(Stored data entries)
┌──
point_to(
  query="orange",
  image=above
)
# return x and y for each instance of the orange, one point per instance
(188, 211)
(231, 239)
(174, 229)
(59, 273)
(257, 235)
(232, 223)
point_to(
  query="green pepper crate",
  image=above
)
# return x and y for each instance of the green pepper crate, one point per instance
└──
## What is needed
Could you reproduce all the records exactly?

## Answer area
point_to(
  query="orange",
  image=above
)
# return x and y for each instance of the orange, one point per instance
(188, 211)
(231, 239)
(174, 229)
(59, 273)
(257, 235)
(232, 223)
point_to(
  query="green pepper crate",
  image=above
)
# return x and y for each instance of the green pepper crate, one point per instance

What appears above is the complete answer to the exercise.